→ Task directions
Copy out every one of the following entries word for word, keeping each line unchanged.
──────
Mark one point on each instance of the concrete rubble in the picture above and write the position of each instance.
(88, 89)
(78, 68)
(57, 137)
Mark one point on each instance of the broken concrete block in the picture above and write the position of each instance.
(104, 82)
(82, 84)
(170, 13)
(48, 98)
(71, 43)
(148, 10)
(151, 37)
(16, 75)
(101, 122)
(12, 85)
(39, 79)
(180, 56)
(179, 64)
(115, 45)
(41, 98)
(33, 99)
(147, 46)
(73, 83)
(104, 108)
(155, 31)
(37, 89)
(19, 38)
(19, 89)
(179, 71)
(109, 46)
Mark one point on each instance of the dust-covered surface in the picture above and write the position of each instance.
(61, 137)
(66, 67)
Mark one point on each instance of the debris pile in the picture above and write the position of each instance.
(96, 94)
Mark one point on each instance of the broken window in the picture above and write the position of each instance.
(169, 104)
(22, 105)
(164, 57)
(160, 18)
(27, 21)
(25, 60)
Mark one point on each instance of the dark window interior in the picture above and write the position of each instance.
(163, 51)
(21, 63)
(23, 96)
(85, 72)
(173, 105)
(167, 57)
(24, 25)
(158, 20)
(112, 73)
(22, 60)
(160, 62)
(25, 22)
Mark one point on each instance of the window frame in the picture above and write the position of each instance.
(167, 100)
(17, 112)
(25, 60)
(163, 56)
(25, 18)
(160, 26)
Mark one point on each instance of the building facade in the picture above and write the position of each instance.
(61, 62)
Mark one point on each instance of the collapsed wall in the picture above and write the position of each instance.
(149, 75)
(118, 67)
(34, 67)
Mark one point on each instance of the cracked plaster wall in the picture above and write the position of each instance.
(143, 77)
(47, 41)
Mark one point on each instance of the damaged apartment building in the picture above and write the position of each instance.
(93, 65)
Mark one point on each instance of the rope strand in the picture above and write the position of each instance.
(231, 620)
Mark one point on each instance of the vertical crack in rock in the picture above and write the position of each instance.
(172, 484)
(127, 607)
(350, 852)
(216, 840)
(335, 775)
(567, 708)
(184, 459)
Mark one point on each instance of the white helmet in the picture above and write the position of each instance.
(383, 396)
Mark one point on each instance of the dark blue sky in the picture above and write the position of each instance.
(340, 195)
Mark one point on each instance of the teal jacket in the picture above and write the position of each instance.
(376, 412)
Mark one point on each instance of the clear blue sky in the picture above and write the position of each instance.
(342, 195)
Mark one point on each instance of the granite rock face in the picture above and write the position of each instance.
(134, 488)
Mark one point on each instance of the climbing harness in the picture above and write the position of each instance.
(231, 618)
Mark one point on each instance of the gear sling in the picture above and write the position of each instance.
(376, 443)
──────
→ Response for this exercise
Mark one point on each instance of the concrete rubble in the picture above and write the position of each instance.
(88, 89)
(78, 68)
(57, 137)
Mark one point on each instance of the broken concrete block in the picture above and write the position of each instance.
(104, 82)
(82, 84)
(170, 13)
(48, 98)
(71, 43)
(148, 10)
(151, 37)
(16, 75)
(101, 122)
(12, 85)
(39, 79)
(180, 56)
(179, 64)
(115, 45)
(41, 98)
(33, 99)
(147, 46)
(73, 83)
(104, 108)
(155, 31)
(37, 89)
(19, 38)
(19, 89)
(179, 71)
(109, 46)
Mark one point on each instance of the dust-covered surface in the picture above and write the position of each instance.
(61, 137)
(66, 67)
Mark one point on each instance of the debris pile in the picture above and write the position of each instance.
(96, 94)
Mark one point on each instance of the broken window in the picture above and write the position of each instance.
(169, 104)
(22, 105)
(164, 57)
(160, 18)
(27, 21)
(25, 60)
Mark one point on each instance of the dark window interior in the picture above and write the position of each instance.
(163, 51)
(21, 63)
(23, 96)
(85, 72)
(173, 105)
(167, 57)
(24, 25)
(158, 20)
(112, 73)
(22, 60)
(160, 62)
(25, 22)
Mark one point on each instance of the window frame in the picture above and write the position of each instance.
(167, 100)
(17, 112)
(25, 60)
(163, 56)
(25, 18)
(160, 26)
Mark one point on each instance of the building facade in the picture above and write the position of each instance.
(61, 62)
Mark one point on each instance of the collapsed wall in the picture above and write the position of each instance.
(149, 75)
(118, 67)
(34, 67)
Mark one point on each instance of the cracked plaster wall in the picture above and write the position of each instance.
(143, 77)
(47, 41)
Mark one point on each instance of the damaged apartment building in the picture above and write the position of each instance.
(93, 65)
Mark one point on each instance of the rope strand in the picture above and write the position of each instance.
(231, 620)
Mark one point on each instance of the vertical crack in rock in the picture above and write the position of each instance.
(172, 484)
(127, 607)
(350, 852)
(216, 840)
(335, 775)
(567, 708)
(184, 459)
Mark one point on each instance of the white helmet in the picture above and write the position of each instance.
(383, 396)
Mark one point on each instance of the dark blue sky in the picture above and write the position of each instance.
(340, 195)
Mark one point on each instance of the teal jacket in the picture above and write the position of each instance.
(376, 412)
Mark one point on each instance of the clear blue sky in the picture above and write the position of each instance.
(342, 195)
Mark one point on each instance of the granite rock face in the picture above and write the position of each instance.
(134, 488)
Mark one point on each instance of the climbing harness in the picture above and write the position of each instance.
(231, 618)
Mark one point on each instance of the gear sling in the picture above and write the position of each instance.
(376, 443)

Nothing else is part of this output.